BEGIN SELECTED EXTRACT

Detection of three adjacent SCCs in the upper aerodigestive tract is in accordance with the concept of field cancerisation. This concept was first described by Slaughter et al14 after discovering the presence of multiple independent tumours and an abnormal epithelium in the mucosa adjacent to primary oral SCCs. Field cancerisation has been explained by (1) single cancer cells or small clusters of cells that migrate through the submucosa to adjacent areas, (2) cells that are shed in the lumen of the specific organ which give the opportunity to regrow normal adjacent tissue and (3) the recent theory describing a large contiguous genetically altered field existing in the epithelium in which multiple clonally related neoplastic lesions may develop.15 These genetically altered mucosal fields have been described with diameters of >7 cm, which indicates that even the supraglottic carcinoma of the aryepiglottic fold could be related to the tongue cancers.16 The changes are thought to arise from exposure to carcinogens, in this case primarily tobacco, subsequently inducing dysplastic changes that predispose to the development of malignancy. Several genetic markers have been linked to HNSCC. More than 50% will have mutations in the p53 gene and chromosomal events, such as loss of heterozygosity (LOH), and microsatellite alterations are frequently observed causing genomic instability.17 Similar genetic changes have been identified in adjacent tissues to the primary tumours, providing a genetic explanation for the concept of field cancerisation.18 19
Our patient presented with tongue pain as the only symptom. The initial diagnostic CT and MRI scans were inconclusive due to artefacts from metallic dental fillings. This is a common problem,20 21 and our case highlights the risk of missing synchronous cancers when relying on these examinations alone for assessing secondary carcinomas or regional metastatic disease. However, a PET-CT scan easily revealed the three coinciding malignancies because of their increased metabolic activity. In the light of the high rate of synchronous cancers in the head and neck regions, a more liberal approach to examination using PET-CT may be relevant, at least in patients with obvious risk factors, primarily a long history of smoking and/or alcohol abuse.

END SELECTED EXTRACT
BEGIN DATASET CONTENT

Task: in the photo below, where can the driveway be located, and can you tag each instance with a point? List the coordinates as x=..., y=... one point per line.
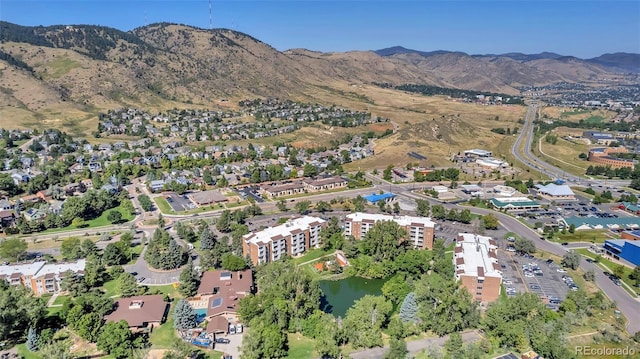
x=414, y=347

END DATASET CONTENT

REQUIREMENT A =>
According to the case discussion, what share of HNSCC cases have mutations in the p53 gene?
REQUIREMENT B =>
Condense the paragraph of the case discussion that begins "Our patient presented with tongue pain" into a short bulleted list that keeps its main facts.

ANSWER SECTION A =>
More than 50%.

ANSWER SECTION B =>
- Tongue pain was the patient's only symptom.
- Artefacts from metallic dental fillings made the initial CT and MRI scans inconclusive. This is a common problem.
- Relying on these scans alone to assess secondary carcinomas or regional metastatic disease risks missing synchronous cancers.
- A PET-CT scan easily showed all three malignancies because of their increased metabolic activity.
- Synchronous cancers are common in the head and neck regions. A more liberal use of PET-CT may therefore be relevant, at least in patients with obvious risk factors, mainly a long history of smoking and/or alcohol abuse.